To do:
1: In the article about discharged immigrant recruits, which news organization's July story put the military under intense scrutiny?
2: List every kind of foreign tie that the article about discharged immigrant recruits names as a frequent cause of the discharges.
3: Carry on the article about discharged immigrant recruits from the point where it stops.

Document section:

# # # # #

Dozens of discharged immigrant recruits are being reinstated after reviews concluded they were falsely flagged as security risks during counterintelligence screenings.
The Department of Defence fell under intense scrutiny in July after an Associated Press story revealed it had been quietly discharging immigrants recruited through a program that promised expedited citizenship through military service. The report stated that some recruits were given no reason for their discharge while others were given nonsensical or contradictory reasons.
Results of background and security checks, often cited as the reason for an immigrant recruit’s discharge, have been revealed through Freedom of Information Act requests, according to reports.
The Washington Post reported that the discharges were often related to the recruits’ foreign ties, including the existence of foreign relatives, sending money overseas or making routine phone calls to family members abroad. Foreign ties are commonly flagged during counterintelligence screenings, but none of the screenings that were obtained by the New York Times showed any evidence of involvement with terrorist or foreign intelligence organisations.

# # # # #

Given records:
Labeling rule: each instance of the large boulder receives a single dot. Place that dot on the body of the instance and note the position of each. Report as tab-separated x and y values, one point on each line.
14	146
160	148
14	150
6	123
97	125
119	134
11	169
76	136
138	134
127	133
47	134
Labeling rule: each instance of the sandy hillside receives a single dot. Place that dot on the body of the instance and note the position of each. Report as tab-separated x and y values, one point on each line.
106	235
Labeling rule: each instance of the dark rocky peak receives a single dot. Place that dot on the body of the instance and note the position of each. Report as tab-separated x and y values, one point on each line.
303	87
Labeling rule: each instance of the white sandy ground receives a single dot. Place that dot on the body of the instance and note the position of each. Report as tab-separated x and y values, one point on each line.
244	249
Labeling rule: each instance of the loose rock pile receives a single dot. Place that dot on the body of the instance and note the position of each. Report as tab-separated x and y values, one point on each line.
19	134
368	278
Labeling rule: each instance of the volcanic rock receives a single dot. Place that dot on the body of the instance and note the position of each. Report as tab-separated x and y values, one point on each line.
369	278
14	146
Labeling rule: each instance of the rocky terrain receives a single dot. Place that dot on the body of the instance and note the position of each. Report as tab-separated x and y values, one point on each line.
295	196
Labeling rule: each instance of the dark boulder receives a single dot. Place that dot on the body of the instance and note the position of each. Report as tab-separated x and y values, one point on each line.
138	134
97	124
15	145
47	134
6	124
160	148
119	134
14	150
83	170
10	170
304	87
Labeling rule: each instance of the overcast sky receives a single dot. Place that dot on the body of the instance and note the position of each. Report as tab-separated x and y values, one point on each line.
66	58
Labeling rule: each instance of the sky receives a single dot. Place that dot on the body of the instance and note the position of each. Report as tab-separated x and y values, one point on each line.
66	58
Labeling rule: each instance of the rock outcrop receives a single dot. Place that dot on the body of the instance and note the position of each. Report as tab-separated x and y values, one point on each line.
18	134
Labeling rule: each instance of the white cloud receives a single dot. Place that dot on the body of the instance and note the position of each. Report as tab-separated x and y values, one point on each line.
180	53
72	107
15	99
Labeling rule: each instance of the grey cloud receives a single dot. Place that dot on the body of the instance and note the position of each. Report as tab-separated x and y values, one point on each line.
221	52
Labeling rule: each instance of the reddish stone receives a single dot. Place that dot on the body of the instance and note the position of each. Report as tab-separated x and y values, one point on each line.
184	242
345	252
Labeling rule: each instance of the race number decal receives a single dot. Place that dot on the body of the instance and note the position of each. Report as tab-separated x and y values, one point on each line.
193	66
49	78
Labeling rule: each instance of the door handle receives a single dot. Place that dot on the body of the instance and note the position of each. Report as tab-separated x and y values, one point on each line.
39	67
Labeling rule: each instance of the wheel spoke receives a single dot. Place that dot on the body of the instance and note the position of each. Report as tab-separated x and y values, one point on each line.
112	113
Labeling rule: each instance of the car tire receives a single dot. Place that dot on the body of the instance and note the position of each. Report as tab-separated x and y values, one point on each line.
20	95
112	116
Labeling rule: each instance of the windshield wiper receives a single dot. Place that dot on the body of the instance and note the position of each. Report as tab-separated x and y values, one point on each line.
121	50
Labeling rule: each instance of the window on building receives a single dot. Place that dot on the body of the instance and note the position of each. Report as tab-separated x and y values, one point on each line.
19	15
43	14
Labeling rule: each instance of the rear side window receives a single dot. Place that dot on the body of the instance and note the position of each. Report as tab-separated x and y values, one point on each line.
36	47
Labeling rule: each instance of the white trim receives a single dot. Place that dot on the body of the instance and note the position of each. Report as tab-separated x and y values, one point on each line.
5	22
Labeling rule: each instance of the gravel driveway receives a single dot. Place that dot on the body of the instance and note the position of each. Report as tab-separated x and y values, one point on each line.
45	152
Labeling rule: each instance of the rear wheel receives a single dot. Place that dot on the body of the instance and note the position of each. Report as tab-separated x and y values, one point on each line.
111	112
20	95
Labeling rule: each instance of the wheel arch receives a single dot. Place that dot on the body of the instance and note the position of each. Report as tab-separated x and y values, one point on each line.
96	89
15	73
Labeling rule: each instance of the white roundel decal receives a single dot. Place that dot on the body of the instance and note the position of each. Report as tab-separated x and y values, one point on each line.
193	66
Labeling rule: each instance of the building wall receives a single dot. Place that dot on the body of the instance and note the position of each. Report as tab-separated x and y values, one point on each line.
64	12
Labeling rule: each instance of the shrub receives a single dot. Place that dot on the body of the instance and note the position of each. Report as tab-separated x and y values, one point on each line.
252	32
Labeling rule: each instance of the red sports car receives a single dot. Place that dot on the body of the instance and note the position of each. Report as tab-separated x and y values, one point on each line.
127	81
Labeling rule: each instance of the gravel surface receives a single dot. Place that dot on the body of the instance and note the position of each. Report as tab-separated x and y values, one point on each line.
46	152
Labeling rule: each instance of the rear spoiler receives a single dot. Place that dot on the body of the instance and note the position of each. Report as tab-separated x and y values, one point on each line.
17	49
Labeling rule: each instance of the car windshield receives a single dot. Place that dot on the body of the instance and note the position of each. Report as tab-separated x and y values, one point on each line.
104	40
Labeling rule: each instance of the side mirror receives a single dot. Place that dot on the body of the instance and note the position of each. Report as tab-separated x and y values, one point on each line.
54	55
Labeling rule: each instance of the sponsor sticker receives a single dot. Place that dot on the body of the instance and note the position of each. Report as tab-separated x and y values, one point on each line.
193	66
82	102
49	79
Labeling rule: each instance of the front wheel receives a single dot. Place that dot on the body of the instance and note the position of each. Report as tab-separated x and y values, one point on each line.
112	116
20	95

# # # # #

Answers for the tasks:
1: The Associated Press

2:
- Having foreign relatives
- Sending money overseas
- Making routine phone calls to family members abroad

3:
Other recruits were flagged erroneously. In one case, the investigator – who is not a medical professional – noted that the recruit might have autism. The recruit, a Chinese PhD student who has never been diagnosed with the condition, was reportedly flagged for a “lack of interpersonal skills” because he did not laugh at the investigator’s joke. Other errors included the wrong country of origin and incorrect information regarding recruits’ family members or financial backgrounds, reports say.
Several lawsuits have been filed, claiming the discharges violate Army policy and even the Constitution. According to the Post, court filings show the Army is currently reviewing the records of nearly 150 discharged recruits.